Excerpt from a dataset:
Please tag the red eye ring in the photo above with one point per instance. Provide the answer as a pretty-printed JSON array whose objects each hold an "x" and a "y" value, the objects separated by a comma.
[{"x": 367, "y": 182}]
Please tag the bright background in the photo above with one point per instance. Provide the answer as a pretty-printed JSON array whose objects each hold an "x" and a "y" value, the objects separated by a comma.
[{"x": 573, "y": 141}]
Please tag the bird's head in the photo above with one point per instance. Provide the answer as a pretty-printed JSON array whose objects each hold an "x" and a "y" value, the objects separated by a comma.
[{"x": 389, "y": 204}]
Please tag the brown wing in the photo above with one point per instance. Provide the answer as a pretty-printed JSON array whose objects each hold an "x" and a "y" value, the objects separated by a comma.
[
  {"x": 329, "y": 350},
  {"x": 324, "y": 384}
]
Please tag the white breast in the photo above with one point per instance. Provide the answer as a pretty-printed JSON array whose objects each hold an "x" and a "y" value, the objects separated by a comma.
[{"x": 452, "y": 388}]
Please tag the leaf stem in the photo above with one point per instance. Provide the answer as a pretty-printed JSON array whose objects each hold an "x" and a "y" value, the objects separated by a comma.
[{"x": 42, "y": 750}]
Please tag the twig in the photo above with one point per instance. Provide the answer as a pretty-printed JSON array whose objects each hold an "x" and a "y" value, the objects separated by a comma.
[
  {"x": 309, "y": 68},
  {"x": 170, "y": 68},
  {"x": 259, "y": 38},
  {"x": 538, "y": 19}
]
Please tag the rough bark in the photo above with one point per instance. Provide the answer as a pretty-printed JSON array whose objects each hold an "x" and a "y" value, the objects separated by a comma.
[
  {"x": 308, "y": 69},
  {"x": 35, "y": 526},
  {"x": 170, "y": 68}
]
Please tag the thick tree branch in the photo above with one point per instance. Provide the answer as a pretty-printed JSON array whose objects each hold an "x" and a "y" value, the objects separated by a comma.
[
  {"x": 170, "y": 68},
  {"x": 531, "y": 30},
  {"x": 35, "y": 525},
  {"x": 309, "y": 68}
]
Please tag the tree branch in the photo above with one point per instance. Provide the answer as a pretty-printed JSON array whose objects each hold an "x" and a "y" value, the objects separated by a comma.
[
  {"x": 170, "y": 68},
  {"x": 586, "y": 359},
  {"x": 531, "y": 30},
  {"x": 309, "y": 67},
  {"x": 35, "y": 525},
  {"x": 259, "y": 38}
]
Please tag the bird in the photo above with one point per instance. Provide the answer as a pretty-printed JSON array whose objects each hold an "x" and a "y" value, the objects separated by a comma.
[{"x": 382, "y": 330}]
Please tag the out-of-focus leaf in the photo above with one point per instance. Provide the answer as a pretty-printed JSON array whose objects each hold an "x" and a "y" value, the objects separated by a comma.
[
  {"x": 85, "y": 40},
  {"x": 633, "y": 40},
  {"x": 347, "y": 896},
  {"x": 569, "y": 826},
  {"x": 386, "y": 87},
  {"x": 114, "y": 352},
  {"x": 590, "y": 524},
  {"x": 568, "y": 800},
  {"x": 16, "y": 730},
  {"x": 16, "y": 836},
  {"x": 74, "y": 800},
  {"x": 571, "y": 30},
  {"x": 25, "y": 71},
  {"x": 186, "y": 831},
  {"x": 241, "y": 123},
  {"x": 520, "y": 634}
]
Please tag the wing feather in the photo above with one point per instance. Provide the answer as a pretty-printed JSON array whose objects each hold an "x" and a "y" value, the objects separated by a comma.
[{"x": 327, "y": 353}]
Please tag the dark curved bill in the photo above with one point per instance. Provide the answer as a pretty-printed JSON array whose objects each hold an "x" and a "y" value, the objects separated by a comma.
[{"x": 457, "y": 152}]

Exercise brief:
Every line from the one containing "Please tag the bird in" through the last line of the entries must be written out verbatim, and no other line.

Solution below:
Please tag the bird in the photo above with one point per instance. Provide the answer as a pretty-printed JSON array whose objects each hold an "x" and a "y" value, the objects separated by a comma.
[{"x": 382, "y": 330}]
Please tag the out-of-focus leaf in the photo above with one point per instance. Provide the answer as a pretty-printed JSON array whose objects each hold an "x" and a "y" value, the objects separated by a comma.
[
  {"x": 85, "y": 40},
  {"x": 633, "y": 40},
  {"x": 347, "y": 896},
  {"x": 569, "y": 826},
  {"x": 386, "y": 87},
  {"x": 114, "y": 352},
  {"x": 590, "y": 524},
  {"x": 568, "y": 800},
  {"x": 16, "y": 730},
  {"x": 16, "y": 836},
  {"x": 74, "y": 800},
  {"x": 571, "y": 30},
  {"x": 25, "y": 71},
  {"x": 186, "y": 831},
  {"x": 241, "y": 123},
  {"x": 520, "y": 634}
]
Please tag the wing feather in the photo above with one point per instance. Provide the answer as a pretty-printed JSON array whose objects each hold an "x" and a "y" value, the objects separated by a comma.
[{"x": 327, "y": 353}]
Please tag the dark curved bill in the photo above with one point per instance. Provide the answer as a pretty-printed JSON array whose objects each hold an "x" and a "y" value, the objects separated by a comma.
[{"x": 457, "y": 152}]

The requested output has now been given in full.